EXERCISE DESCRIPTION ▸ Retype exactly the lines from the line with "Can you find the blurred green" to the end of the data, keeping both boundary lines.
[BEGIN MATERIAL FOR THE TASK]
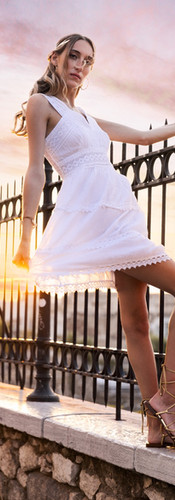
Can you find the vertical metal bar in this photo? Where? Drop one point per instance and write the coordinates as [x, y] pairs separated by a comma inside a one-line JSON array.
[[85, 338], [55, 338], [150, 148], [96, 338], [64, 337], [43, 391], [124, 151], [118, 384], [33, 334], [108, 324], [161, 317], [74, 337]]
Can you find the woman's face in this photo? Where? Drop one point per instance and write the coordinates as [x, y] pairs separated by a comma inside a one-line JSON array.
[[79, 64]]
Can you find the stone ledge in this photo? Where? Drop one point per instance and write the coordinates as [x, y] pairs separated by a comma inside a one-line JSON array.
[[87, 428]]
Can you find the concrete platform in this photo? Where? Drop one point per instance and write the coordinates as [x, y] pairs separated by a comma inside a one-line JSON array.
[[87, 428]]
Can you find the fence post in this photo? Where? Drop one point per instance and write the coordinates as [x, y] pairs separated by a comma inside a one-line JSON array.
[[43, 391]]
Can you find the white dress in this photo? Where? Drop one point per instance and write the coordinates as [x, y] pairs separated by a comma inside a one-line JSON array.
[[97, 225]]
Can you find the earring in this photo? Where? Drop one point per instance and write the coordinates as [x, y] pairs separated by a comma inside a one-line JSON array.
[[86, 84]]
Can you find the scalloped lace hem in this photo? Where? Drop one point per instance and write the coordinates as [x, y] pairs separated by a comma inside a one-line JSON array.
[[77, 282]]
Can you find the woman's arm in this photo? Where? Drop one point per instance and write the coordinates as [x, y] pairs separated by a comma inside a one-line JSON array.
[[36, 117], [130, 135]]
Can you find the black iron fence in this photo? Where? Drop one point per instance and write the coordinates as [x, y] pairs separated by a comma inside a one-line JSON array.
[[78, 337]]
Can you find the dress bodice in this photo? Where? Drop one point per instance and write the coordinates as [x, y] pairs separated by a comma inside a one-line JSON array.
[[75, 141]]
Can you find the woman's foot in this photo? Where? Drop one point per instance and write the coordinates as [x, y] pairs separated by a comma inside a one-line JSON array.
[[164, 405], [157, 436]]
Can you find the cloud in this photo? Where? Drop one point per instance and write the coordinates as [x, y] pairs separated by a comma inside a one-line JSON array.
[[134, 56]]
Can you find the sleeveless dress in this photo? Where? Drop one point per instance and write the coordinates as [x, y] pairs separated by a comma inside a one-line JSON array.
[[97, 226]]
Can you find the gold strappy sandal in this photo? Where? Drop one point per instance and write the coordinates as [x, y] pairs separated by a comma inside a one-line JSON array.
[[170, 410], [145, 412]]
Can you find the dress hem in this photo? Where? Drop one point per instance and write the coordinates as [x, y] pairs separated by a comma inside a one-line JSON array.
[[57, 285]]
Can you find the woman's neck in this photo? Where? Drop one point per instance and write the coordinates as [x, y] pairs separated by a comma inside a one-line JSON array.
[[70, 98]]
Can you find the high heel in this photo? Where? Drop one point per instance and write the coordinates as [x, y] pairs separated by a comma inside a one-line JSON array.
[[170, 410], [162, 443]]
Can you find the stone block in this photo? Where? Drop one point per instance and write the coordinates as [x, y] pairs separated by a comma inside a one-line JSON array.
[[22, 477], [15, 491], [89, 484], [9, 461], [64, 470], [103, 496], [44, 465], [45, 488], [76, 495], [160, 492], [3, 486], [78, 459], [28, 458], [159, 465]]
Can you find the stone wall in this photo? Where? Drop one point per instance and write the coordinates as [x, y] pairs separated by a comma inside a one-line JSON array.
[[32, 468]]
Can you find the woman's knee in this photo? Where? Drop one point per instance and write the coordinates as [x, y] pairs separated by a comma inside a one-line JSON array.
[[136, 325]]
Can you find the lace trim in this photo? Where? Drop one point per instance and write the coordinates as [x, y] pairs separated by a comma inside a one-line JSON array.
[[57, 285], [128, 206]]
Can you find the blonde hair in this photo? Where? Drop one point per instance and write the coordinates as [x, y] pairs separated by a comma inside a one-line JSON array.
[[50, 83]]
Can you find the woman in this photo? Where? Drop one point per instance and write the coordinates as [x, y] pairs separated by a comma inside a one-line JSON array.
[[96, 235]]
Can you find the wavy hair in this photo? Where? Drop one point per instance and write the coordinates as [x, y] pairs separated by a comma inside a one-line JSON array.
[[50, 83]]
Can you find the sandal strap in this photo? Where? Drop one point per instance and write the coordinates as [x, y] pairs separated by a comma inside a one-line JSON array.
[[145, 412], [164, 382]]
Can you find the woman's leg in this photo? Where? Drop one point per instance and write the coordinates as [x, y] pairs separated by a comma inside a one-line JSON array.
[[134, 318], [162, 275]]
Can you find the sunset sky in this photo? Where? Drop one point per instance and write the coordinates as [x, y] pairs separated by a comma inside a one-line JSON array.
[[133, 80]]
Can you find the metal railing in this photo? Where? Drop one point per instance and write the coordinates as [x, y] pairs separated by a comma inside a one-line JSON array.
[[78, 338]]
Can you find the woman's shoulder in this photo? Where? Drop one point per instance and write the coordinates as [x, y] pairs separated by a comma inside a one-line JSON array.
[[37, 103]]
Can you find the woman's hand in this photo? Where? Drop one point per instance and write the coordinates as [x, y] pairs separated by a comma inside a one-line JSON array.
[[22, 256]]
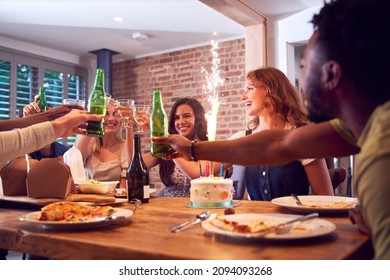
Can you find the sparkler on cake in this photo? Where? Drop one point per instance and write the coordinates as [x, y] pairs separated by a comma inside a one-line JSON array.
[[213, 82]]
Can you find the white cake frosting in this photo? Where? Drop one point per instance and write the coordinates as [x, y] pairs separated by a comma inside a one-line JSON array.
[[211, 192]]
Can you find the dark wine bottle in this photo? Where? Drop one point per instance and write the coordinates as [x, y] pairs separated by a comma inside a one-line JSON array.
[[42, 103], [137, 175], [158, 124], [97, 105]]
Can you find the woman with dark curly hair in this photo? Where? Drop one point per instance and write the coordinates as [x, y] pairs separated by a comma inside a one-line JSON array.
[[273, 102], [187, 118]]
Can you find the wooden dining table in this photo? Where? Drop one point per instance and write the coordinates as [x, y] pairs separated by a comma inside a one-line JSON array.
[[146, 235]]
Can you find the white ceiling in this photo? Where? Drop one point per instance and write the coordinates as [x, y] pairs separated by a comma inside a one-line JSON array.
[[79, 26]]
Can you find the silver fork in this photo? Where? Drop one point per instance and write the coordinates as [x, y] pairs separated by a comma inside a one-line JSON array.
[[198, 218], [285, 227]]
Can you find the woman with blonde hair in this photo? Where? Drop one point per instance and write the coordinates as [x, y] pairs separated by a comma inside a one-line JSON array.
[[273, 102]]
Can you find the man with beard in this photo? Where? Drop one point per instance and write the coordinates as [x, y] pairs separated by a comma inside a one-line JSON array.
[[345, 66]]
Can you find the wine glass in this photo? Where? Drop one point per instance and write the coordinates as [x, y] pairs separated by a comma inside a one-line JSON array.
[[126, 109], [141, 117], [79, 102]]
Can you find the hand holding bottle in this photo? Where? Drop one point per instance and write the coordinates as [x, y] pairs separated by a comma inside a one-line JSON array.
[[142, 118]]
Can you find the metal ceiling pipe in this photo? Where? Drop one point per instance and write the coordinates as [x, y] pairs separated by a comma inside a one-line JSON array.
[[104, 61]]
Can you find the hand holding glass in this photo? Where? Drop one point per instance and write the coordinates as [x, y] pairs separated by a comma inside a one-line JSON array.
[[126, 110], [71, 101], [142, 117]]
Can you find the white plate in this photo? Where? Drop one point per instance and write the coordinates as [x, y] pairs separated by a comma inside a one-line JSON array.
[[316, 203], [100, 188], [315, 227], [234, 204], [32, 219]]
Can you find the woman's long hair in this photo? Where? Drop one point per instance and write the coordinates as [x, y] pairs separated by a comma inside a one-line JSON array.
[[282, 97], [199, 133], [97, 141]]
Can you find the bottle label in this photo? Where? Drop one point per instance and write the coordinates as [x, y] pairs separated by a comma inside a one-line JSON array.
[[146, 191]]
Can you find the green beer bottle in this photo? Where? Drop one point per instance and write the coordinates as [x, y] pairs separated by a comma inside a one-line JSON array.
[[137, 175], [42, 103], [158, 124], [97, 105]]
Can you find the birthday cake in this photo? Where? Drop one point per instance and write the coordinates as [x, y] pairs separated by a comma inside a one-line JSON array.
[[211, 192]]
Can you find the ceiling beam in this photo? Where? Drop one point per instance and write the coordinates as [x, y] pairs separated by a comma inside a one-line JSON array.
[[237, 10]]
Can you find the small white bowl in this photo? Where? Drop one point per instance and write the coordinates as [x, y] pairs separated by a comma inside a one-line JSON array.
[[100, 188]]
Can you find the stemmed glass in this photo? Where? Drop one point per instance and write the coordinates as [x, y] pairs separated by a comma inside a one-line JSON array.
[[126, 109], [141, 117]]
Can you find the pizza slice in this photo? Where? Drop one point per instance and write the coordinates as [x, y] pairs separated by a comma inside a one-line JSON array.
[[242, 227], [73, 211]]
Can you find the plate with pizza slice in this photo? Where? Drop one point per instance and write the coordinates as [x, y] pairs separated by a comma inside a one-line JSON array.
[[317, 203], [66, 215], [261, 226]]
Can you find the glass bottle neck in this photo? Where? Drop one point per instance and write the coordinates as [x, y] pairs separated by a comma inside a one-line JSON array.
[[99, 80]]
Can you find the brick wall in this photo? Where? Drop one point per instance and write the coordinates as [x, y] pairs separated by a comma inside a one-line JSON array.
[[178, 74]]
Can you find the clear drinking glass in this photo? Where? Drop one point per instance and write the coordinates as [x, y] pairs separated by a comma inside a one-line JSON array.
[[142, 117], [79, 102], [126, 109]]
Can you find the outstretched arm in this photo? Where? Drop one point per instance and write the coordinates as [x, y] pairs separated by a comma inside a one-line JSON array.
[[49, 115], [271, 147]]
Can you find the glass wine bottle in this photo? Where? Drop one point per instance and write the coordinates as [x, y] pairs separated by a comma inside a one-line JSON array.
[[97, 105], [137, 175], [42, 103], [158, 125]]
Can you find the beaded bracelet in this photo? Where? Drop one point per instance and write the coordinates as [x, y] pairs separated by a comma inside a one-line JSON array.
[[192, 150]]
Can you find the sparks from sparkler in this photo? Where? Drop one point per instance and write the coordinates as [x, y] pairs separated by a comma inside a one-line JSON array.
[[213, 82]]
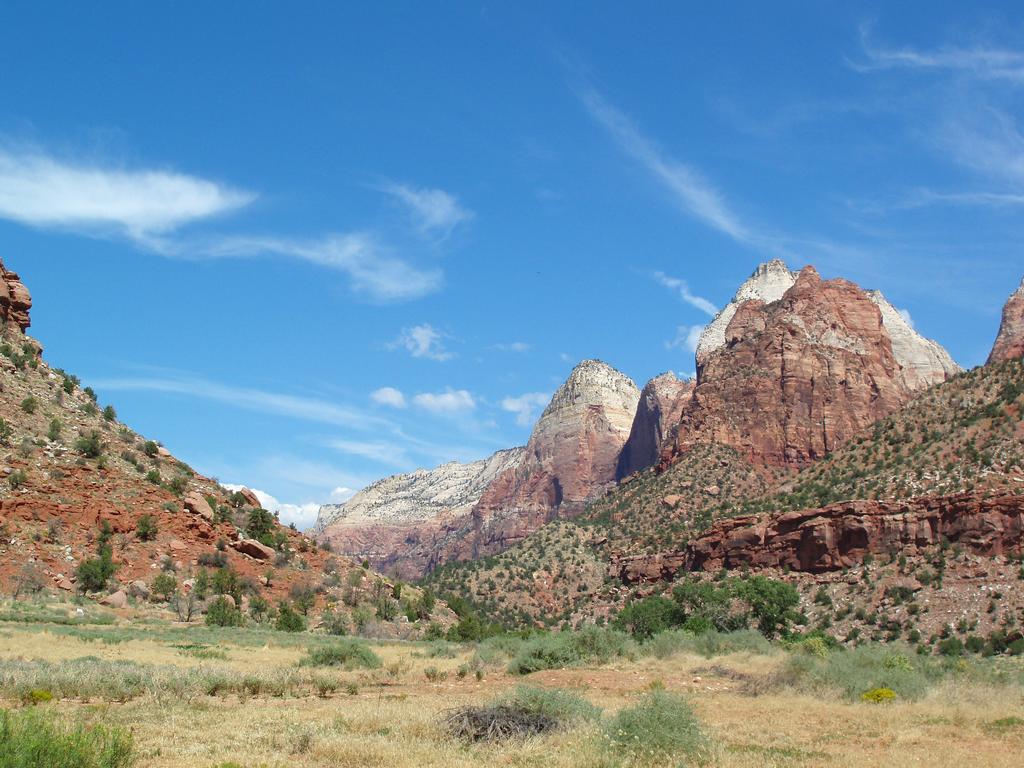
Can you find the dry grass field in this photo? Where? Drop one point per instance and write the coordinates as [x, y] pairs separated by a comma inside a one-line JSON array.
[[197, 696]]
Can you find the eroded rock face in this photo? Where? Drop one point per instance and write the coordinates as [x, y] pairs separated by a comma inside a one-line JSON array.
[[660, 407], [400, 523], [797, 377], [841, 535], [924, 361], [768, 283], [1010, 342], [14, 300], [571, 456]]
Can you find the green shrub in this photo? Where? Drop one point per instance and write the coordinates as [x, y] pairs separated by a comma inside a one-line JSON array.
[[17, 478], [89, 444], [662, 726], [589, 645], [289, 620], [561, 705], [145, 528], [879, 695], [95, 572], [346, 652], [164, 586], [851, 672], [644, 619], [31, 737], [222, 612]]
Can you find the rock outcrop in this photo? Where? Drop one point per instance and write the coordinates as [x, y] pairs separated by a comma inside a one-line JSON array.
[[841, 535], [797, 377], [400, 523], [767, 284], [571, 457], [660, 407], [15, 301], [923, 361], [1010, 342]]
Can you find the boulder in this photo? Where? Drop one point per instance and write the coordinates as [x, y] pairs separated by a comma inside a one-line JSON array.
[[116, 600], [139, 590], [253, 549], [195, 503]]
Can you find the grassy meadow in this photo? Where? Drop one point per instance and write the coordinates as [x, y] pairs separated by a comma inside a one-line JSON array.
[[155, 694]]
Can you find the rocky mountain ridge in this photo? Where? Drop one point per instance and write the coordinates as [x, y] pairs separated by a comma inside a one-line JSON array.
[[76, 483], [799, 376], [414, 497], [1010, 342]]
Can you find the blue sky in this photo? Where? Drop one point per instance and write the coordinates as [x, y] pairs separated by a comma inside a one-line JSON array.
[[306, 246]]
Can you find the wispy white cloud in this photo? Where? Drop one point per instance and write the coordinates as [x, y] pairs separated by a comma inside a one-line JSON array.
[[272, 403], [373, 271], [388, 396], [525, 407], [42, 190], [515, 346], [434, 212], [689, 189], [152, 207], [681, 287], [988, 142], [451, 401], [686, 338], [423, 341], [301, 515], [376, 451], [980, 61]]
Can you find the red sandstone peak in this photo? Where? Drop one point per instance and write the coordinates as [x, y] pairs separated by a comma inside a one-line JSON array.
[[1010, 342], [796, 377], [15, 301], [662, 402]]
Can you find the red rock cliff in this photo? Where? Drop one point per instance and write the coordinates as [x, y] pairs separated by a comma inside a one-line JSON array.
[[14, 300], [797, 377], [1010, 342]]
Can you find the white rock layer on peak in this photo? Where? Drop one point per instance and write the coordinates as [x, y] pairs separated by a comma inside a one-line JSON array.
[[924, 361], [767, 284], [454, 487], [593, 383]]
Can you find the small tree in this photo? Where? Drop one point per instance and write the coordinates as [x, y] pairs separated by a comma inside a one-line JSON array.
[[288, 620], [89, 444], [222, 612], [260, 525], [258, 608], [164, 586], [145, 528], [184, 605]]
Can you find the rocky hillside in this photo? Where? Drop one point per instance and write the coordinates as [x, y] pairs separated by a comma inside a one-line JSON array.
[[1010, 342], [409, 524], [89, 506], [400, 523]]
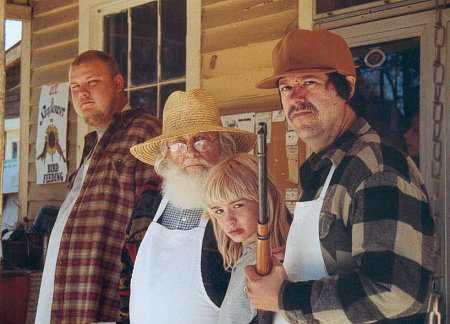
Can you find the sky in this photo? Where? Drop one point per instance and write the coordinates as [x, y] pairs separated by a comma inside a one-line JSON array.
[[13, 32]]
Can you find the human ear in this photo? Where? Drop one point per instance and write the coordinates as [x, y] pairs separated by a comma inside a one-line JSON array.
[[118, 82], [352, 82]]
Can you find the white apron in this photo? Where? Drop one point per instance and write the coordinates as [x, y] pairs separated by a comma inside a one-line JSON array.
[[167, 285], [303, 258]]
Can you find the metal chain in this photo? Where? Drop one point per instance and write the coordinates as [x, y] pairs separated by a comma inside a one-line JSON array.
[[436, 165]]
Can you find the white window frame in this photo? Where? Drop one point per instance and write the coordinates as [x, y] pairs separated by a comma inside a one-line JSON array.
[[91, 14]]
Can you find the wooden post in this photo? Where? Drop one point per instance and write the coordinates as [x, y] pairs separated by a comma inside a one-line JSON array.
[[2, 104]]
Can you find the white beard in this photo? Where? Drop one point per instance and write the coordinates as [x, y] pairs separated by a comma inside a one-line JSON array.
[[182, 189]]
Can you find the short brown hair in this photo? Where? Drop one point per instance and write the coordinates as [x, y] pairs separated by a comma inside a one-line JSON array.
[[95, 55]]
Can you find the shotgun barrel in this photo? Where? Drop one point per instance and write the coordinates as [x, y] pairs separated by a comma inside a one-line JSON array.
[[263, 249]]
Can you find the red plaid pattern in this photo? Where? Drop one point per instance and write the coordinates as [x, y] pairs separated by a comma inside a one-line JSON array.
[[88, 266]]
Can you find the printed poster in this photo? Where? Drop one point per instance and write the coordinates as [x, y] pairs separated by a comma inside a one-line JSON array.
[[51, 139]]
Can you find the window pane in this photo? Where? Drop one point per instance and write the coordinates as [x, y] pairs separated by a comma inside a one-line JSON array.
[[389, 79], [144, 98], [166, 90], [331, 5], [116, 40], [173, 43], [144, 38]]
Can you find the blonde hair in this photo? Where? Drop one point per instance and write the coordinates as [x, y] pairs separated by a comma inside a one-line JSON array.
[[236, 178]]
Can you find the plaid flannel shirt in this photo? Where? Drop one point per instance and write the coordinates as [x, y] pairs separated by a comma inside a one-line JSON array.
[[376, 235], [86, 287]]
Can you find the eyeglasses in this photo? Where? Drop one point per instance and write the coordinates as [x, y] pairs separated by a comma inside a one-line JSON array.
[[200, 145]]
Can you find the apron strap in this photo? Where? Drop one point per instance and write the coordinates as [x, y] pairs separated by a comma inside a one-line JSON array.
[[327, 182]]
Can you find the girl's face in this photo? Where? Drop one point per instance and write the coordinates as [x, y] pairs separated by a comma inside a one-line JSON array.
[[238, 219]]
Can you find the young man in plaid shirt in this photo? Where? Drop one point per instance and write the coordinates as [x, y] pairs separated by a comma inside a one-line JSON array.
[[80, 282]]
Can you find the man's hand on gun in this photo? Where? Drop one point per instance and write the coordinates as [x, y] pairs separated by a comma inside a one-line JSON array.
[[263, 290]]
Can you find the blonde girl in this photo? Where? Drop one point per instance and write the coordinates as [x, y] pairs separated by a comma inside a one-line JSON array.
[[231, 201]]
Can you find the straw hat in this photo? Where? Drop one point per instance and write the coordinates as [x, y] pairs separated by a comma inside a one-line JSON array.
[[185, 113], [309, 51]]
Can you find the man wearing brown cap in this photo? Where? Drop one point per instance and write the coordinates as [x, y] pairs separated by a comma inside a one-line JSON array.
[[178, 274], [361, 246]]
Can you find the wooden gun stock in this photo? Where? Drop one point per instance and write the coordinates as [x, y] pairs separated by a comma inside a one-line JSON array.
[[263, 249]]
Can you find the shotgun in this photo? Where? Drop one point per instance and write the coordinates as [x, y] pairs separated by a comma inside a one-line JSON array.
[[263, 249]]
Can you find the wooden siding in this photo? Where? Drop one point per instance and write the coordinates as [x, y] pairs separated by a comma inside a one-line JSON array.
[[236, 52], [54, 43], [237, 41]]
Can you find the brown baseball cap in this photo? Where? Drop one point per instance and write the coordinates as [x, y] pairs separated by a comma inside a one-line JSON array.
[[304, 51]]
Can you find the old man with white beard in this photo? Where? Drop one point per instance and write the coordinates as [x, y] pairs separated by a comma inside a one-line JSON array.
[[178, 275]]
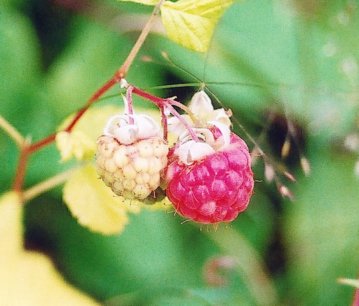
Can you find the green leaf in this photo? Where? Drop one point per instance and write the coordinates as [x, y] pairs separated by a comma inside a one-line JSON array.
[[191, 23], [322, 230], [29, 278], [350, 282], [146, 2]]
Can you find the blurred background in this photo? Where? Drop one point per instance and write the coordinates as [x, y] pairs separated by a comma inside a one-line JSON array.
[[289, 71]]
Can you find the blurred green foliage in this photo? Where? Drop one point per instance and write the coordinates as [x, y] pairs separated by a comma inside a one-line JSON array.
[[297, 59]]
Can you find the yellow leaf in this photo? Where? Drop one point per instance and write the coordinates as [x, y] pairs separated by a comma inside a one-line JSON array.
[[191, 22], [81, 142], [146, 2], [29, 278], [10, 225], [94, 205]]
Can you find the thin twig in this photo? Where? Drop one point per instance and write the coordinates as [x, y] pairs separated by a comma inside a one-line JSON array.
[[12, 132], [141, 39]]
[END MATERIAL FOR THE TASK]
FULL SOLUTION ▸
Can you find the blurred green foliage in this photo? Where? Drop one point per instance and write the coordinates as [x, y] pairs separated by a comma inside a one-line JSON array.
[[297, 59]]
Can you find the yellow leaf in this photo? Where? Drop one point per instance and write the coordinates as [x, y] pairs separated by a comma inside a one-line JSON array.
[[191, 22], [81, 142], [146, 2], [29, 278], [10, 225], [94, 205]]
Can you find the thin twig in this photo? Where? Drop one point per instance and write the coordinates as [x, y] pairs separated by a comma inside a one-line JSON array.
[[12, 132], [141, 39]]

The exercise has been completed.